Tasks to complete:
**a)** According to the excerpt on credit for home detention, which statute does the court consider applicable and dispositive of the issue?
**b)** Extend the excerpt on credit for home detention, picking up right after its final line.

Extracted text:
>>>>
In another section of his motion, appellant asserted that he was on home detention from "August 2, 2011 through April 26, 2012 (269 days)."
DISCUSSION
Both appellant and the State rely on Crim. Proc., § 6-218 (and case law interpreting that statute) to support their respective positions for and against the award of credit for appellant's time spent on home detention. That statute governs credit against a sentence "for time spent in custody."
In pertinent part, Crim. Proc., § 6-218 provides:
A defendant who is convicted and sentenced shall receive credit against and a reduction of the term of a definite or life sentence, or the minimum and maximum terms of an indeterminate sentence, for all time spent in the custody of a correctional facility, hospital, facility for persons with mental disorders, or other unit because of:Crim. Proc., § 6-218(b)(1).
(i) the charge for which the sentence is imposed; or
(ii) the conduct on which the charge is based.
In our view, however, Crim. Proc., § 6-225 is the applicable statute and is dispositive of the issue before us. That statute provides that, "[a]s a condition of probation, the court may order a defendant to a term of custodial confinement." Crim. Proc., § 6-225(b)(1)(v).
"Custodial confinement," as it is used in Crim. Proc., § 6-225, means:
(i) home detention;Crim. Proc., § 6-225(a)(1) (emphasis added).
(ii) a corrections options program established under law which requires the individual to participate in home detention, inpatient treatment, or other similar program involving terms and conditions that constitute the equivalent of confinement; or
(iii) inpatient drug or alcohol treatment.
<<<<
Natural-language descriptions of regions
>>>>
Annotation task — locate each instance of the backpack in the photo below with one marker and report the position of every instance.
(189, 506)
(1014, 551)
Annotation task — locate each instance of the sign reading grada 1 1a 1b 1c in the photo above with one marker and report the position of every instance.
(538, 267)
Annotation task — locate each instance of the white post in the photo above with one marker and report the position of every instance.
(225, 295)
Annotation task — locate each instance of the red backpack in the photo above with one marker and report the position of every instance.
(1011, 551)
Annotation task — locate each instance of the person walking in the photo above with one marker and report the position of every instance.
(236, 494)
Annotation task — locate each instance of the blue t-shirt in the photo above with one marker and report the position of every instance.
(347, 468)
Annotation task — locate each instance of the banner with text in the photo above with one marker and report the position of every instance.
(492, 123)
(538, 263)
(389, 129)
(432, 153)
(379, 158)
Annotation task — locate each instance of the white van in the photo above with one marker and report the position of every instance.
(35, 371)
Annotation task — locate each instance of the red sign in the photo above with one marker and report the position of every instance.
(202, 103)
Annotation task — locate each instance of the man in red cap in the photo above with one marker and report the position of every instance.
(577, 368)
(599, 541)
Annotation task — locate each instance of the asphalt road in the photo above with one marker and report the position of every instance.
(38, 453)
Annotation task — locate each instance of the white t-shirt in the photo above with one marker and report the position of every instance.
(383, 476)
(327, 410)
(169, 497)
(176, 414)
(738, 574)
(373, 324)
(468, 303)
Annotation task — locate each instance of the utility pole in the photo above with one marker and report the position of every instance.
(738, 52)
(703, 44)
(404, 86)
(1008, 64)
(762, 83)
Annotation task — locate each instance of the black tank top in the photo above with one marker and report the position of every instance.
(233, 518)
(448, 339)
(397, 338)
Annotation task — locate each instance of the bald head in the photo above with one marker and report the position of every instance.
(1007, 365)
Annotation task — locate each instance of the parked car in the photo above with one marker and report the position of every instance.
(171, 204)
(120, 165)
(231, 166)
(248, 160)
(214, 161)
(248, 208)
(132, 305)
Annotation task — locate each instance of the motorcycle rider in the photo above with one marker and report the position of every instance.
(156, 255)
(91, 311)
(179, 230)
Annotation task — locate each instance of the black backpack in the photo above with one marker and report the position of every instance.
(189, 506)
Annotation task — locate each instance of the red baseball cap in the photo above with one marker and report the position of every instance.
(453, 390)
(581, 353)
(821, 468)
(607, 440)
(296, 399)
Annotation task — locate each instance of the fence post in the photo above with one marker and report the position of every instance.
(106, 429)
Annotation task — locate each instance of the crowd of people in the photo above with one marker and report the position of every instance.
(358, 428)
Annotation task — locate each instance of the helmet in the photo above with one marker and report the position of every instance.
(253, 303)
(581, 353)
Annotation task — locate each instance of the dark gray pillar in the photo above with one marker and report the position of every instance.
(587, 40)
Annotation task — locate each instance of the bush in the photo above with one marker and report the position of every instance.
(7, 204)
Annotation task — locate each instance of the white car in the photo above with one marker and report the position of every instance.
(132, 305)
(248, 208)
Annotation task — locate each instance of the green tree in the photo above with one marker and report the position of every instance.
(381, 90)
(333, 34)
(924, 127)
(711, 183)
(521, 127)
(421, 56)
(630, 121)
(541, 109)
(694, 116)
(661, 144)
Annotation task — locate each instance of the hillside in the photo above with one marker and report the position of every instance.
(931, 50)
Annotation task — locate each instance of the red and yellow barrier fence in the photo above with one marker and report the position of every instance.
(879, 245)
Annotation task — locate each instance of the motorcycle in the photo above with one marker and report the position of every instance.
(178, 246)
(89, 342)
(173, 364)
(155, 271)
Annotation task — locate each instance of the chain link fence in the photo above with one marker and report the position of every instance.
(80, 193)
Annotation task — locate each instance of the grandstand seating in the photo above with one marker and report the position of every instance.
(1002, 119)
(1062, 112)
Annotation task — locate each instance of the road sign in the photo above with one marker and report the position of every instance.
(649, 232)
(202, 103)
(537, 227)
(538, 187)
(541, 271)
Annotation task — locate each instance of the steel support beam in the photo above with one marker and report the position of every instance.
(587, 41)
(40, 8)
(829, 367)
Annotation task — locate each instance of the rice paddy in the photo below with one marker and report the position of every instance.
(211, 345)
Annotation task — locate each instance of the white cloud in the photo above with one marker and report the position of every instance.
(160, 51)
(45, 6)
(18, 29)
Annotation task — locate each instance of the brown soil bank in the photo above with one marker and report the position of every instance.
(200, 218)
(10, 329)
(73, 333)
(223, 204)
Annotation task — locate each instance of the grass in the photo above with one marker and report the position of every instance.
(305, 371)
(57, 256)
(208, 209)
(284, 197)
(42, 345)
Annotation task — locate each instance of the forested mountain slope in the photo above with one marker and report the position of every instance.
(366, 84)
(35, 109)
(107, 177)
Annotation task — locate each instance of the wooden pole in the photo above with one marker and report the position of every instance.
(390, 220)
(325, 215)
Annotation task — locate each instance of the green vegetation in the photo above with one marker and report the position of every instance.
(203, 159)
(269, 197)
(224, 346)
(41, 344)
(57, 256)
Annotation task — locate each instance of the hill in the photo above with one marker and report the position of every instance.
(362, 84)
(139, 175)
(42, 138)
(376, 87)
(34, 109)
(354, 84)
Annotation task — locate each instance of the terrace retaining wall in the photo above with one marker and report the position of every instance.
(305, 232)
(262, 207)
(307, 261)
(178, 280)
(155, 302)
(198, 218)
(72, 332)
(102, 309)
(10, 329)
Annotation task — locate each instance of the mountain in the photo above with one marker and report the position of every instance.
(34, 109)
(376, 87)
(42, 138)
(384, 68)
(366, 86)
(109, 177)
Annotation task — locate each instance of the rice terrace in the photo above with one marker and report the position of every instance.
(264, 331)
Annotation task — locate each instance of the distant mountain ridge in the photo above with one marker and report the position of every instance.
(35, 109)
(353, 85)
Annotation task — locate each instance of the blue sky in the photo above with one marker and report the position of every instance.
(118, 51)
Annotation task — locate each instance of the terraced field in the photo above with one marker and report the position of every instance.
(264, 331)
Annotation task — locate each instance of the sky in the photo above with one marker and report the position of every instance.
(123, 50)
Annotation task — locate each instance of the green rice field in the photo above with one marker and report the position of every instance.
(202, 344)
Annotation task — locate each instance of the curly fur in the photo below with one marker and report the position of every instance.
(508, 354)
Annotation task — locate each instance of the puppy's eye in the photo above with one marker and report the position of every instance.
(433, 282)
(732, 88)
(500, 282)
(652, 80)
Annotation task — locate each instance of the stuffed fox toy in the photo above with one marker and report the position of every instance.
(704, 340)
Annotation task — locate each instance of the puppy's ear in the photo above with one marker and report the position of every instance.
<<<<
Answers for each item:
**a)** Crim. Proc., § 6-225.

**b)**
"'Custodial confinement' does not include imprisonment." Crim. Proc., § 6-225(a)(2).
"Home detention" is not defined in the statute, but there is no dispute that appellant, as a condition of his probation, was required to spend the first eighteen months of his four-year term of probation on "private home detention," with authorization only to go to work and "court-required" appointments. There is also no dispute that appellant, in fact, was on home detention at the outset of his probationary term. At the violation of probation hearing, the State informed the court that, until his arrest for murder, appellant had been "on private home detention" that "was monitored by Alternative Sentencing." The fact that appellant was on "private" home detention, rather than a home detention program through a correctional facility, is irrelevant. See Spriggs v. State, 152 Md. App. 62, 69 (2003) (holding that the trial court erred in refusing to credit the defendant's sentence for the pre-trial time he had spent on home detention because it was monitored by a private entity and not through the county correctional center).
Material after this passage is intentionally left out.